What to work on: Locate every line below that contains the string "person" and copy each of those lines. Treat uppercase and lowercase as different when matching.

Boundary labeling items
■ ■ ■ ■ ■

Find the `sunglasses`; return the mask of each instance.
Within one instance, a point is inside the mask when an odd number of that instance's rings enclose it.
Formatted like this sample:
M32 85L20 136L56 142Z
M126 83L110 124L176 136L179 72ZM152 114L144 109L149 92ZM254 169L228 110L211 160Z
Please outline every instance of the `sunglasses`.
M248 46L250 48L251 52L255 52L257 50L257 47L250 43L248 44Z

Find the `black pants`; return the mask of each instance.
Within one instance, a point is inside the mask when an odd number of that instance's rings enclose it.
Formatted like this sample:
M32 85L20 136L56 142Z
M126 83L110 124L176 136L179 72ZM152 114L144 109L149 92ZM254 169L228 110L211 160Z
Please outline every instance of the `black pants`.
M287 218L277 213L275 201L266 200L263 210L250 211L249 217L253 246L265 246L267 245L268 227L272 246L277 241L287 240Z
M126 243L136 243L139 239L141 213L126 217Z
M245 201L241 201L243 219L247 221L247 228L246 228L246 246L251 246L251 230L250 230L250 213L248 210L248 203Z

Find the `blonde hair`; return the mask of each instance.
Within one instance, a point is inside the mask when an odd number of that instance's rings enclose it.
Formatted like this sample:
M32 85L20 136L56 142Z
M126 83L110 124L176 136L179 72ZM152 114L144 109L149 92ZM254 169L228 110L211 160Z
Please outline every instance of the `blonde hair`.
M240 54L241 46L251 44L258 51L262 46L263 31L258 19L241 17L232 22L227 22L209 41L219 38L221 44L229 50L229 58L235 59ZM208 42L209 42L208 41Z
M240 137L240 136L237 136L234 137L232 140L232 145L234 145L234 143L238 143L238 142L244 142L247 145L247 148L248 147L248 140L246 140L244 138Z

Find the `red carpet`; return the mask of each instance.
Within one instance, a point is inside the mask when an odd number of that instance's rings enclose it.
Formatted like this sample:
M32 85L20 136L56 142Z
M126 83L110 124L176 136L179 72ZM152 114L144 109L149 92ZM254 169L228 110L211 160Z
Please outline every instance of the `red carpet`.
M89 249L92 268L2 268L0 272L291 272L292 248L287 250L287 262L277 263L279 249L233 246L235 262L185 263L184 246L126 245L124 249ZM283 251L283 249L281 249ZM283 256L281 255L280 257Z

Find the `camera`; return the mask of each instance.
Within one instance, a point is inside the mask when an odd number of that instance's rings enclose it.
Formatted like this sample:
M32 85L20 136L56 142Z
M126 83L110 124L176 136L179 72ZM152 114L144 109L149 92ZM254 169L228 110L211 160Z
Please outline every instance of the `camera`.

■ ■ ■ ■ ■

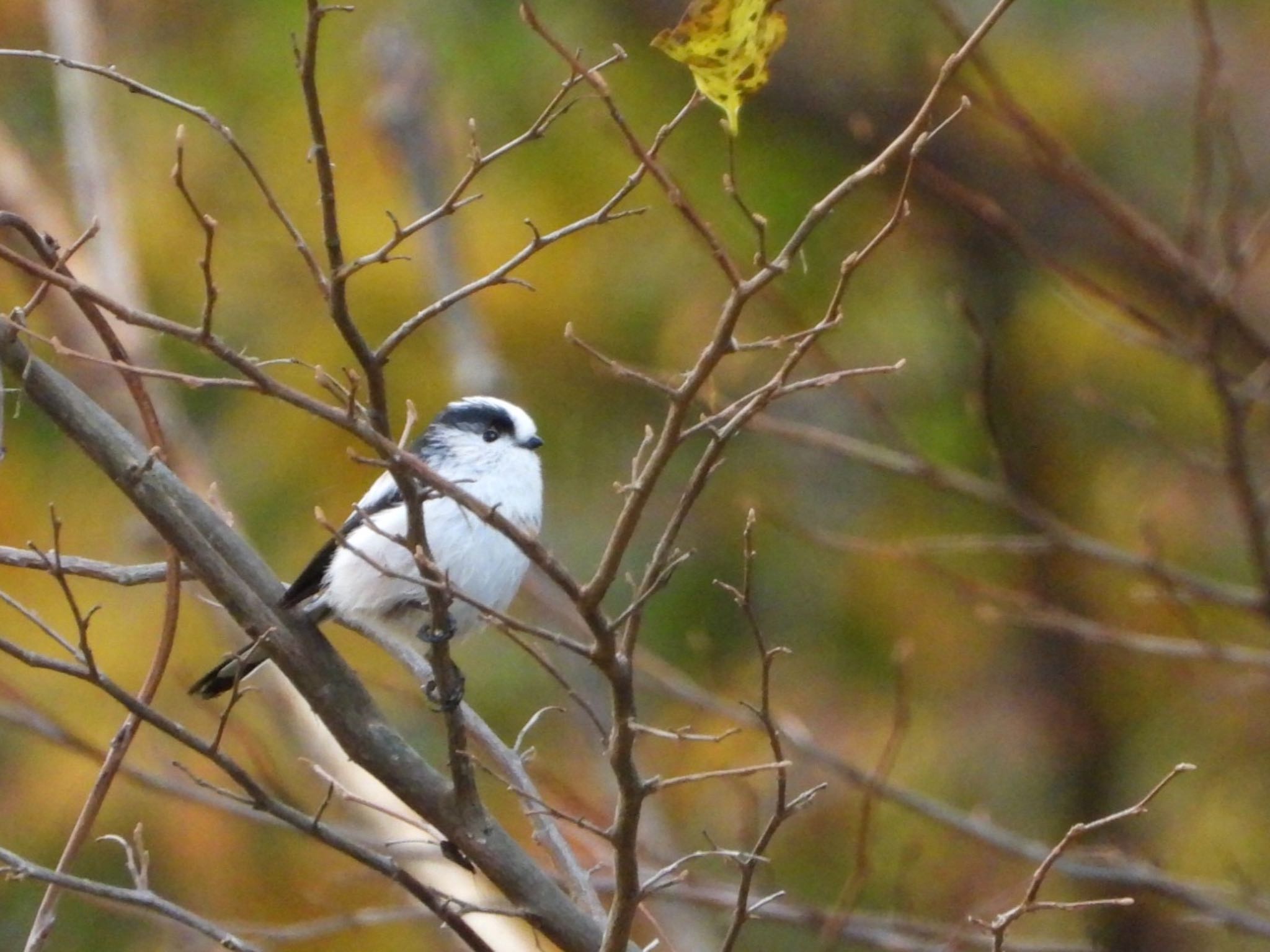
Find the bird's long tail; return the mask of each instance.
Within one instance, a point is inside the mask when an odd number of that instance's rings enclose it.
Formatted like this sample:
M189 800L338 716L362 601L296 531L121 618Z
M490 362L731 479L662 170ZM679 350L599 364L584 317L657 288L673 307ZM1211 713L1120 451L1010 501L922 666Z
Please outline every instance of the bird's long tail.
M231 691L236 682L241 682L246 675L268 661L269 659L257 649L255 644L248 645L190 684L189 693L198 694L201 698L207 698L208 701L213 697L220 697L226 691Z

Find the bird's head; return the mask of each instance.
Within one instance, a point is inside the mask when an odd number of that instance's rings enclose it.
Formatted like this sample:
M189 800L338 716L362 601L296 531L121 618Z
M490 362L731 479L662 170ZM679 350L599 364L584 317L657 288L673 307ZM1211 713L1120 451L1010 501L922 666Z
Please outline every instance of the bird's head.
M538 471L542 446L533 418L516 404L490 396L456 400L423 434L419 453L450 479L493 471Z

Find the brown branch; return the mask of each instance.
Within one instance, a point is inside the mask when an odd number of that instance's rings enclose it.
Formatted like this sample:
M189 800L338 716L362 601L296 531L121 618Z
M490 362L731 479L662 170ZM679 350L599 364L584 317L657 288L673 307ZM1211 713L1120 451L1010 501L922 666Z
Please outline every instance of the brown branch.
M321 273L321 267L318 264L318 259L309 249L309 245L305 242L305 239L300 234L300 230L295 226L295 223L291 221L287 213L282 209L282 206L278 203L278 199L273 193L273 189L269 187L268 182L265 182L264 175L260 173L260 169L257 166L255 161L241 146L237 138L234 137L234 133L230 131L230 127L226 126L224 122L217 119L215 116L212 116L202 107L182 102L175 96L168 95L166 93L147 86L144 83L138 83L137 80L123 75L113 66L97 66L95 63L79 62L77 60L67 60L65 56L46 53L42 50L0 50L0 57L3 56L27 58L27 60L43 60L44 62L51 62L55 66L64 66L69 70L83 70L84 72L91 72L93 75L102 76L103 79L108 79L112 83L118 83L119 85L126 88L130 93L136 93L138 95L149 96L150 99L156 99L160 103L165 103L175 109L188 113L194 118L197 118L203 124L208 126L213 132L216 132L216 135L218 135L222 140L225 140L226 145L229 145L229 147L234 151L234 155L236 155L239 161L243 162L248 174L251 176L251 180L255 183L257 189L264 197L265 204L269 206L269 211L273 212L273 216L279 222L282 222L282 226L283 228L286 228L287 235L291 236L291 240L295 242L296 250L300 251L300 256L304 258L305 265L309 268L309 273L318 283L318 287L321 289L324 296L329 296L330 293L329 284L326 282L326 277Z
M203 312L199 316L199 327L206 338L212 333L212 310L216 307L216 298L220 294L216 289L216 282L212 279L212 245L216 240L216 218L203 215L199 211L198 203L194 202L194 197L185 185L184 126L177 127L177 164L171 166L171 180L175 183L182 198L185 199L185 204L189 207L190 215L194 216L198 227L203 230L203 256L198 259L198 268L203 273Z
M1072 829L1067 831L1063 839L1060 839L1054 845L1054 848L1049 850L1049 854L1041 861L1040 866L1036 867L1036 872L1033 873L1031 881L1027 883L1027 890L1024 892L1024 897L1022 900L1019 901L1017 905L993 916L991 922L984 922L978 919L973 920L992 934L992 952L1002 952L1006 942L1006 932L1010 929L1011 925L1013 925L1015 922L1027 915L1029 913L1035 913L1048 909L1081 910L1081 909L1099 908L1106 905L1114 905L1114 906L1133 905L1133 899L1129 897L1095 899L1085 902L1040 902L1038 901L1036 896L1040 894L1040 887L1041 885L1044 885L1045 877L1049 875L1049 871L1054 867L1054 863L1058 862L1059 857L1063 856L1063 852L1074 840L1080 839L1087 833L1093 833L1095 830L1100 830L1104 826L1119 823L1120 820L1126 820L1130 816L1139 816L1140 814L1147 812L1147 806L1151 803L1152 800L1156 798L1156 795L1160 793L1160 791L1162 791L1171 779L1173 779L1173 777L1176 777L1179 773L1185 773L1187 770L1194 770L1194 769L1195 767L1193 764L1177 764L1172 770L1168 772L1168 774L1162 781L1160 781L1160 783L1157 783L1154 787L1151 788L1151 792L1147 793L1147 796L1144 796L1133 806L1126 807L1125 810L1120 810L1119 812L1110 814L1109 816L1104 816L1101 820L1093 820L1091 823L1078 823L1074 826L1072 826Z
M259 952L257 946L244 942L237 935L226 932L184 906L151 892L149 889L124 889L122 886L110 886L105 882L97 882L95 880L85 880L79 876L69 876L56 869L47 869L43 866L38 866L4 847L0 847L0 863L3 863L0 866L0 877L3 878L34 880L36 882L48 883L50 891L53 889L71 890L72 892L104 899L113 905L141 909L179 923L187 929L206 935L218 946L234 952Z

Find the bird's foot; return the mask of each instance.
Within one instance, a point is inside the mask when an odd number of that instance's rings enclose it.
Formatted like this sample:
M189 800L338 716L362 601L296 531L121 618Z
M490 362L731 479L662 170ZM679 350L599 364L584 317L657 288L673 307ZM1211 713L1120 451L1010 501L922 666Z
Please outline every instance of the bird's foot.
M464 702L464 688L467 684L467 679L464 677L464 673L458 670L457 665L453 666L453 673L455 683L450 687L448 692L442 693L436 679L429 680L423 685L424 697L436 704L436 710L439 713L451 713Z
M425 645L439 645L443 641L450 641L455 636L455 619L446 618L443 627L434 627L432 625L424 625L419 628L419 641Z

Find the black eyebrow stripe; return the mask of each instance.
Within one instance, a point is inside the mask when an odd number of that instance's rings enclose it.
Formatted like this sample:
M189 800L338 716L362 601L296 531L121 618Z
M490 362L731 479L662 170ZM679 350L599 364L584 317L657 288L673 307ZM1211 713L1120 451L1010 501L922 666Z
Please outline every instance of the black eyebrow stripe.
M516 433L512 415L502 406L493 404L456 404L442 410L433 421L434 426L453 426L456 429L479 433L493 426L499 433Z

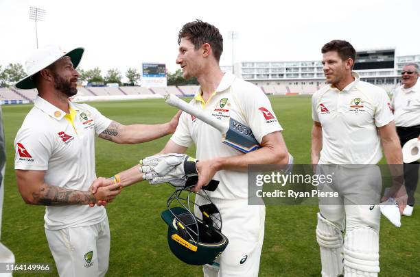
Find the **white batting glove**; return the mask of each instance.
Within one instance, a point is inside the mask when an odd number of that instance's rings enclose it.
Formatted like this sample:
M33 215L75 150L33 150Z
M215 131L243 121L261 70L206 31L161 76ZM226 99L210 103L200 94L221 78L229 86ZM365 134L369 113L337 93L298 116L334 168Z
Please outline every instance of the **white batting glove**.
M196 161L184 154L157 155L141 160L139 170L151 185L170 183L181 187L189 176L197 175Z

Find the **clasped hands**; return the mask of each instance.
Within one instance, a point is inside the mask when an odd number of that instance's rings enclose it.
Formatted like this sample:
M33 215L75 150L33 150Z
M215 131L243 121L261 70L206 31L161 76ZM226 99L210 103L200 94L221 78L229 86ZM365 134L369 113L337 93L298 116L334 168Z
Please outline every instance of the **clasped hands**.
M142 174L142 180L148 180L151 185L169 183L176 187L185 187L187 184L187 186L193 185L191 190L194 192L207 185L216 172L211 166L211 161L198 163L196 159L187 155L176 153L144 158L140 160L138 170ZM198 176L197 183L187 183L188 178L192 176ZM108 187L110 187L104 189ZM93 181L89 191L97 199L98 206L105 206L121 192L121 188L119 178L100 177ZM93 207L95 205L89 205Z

■ ■ ■ ■ ■

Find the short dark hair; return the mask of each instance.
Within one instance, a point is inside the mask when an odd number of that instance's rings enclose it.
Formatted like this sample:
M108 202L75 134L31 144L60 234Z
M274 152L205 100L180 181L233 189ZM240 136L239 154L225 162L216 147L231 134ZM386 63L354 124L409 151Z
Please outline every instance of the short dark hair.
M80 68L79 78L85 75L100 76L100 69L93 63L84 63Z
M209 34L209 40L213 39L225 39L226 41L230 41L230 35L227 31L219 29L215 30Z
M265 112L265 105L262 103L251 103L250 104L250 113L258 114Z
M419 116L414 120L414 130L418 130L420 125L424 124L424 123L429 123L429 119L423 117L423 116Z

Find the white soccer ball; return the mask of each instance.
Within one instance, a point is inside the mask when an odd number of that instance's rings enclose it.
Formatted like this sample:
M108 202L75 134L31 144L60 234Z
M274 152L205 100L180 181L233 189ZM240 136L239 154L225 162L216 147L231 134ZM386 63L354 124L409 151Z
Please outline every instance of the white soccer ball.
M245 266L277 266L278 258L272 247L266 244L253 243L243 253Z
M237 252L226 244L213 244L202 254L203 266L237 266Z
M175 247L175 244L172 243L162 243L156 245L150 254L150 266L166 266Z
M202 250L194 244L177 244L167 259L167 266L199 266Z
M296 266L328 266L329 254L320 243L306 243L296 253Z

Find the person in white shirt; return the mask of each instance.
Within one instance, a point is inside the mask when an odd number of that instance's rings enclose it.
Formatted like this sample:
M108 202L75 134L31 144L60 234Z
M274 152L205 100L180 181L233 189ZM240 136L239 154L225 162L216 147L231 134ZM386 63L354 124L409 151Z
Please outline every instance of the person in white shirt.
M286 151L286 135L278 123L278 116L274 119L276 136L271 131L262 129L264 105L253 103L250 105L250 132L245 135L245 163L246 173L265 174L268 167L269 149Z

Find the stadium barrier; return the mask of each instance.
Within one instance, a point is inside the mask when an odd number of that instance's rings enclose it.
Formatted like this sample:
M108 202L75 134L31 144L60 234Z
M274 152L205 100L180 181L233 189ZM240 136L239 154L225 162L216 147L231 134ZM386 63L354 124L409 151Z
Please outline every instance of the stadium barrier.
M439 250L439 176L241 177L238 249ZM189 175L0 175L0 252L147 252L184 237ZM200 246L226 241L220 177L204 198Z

■ ■ ■ ■ ■

Answer for the task:
Find the person in white shirt; return the mask of each instance.
Please outline every instance of the person in white shirt.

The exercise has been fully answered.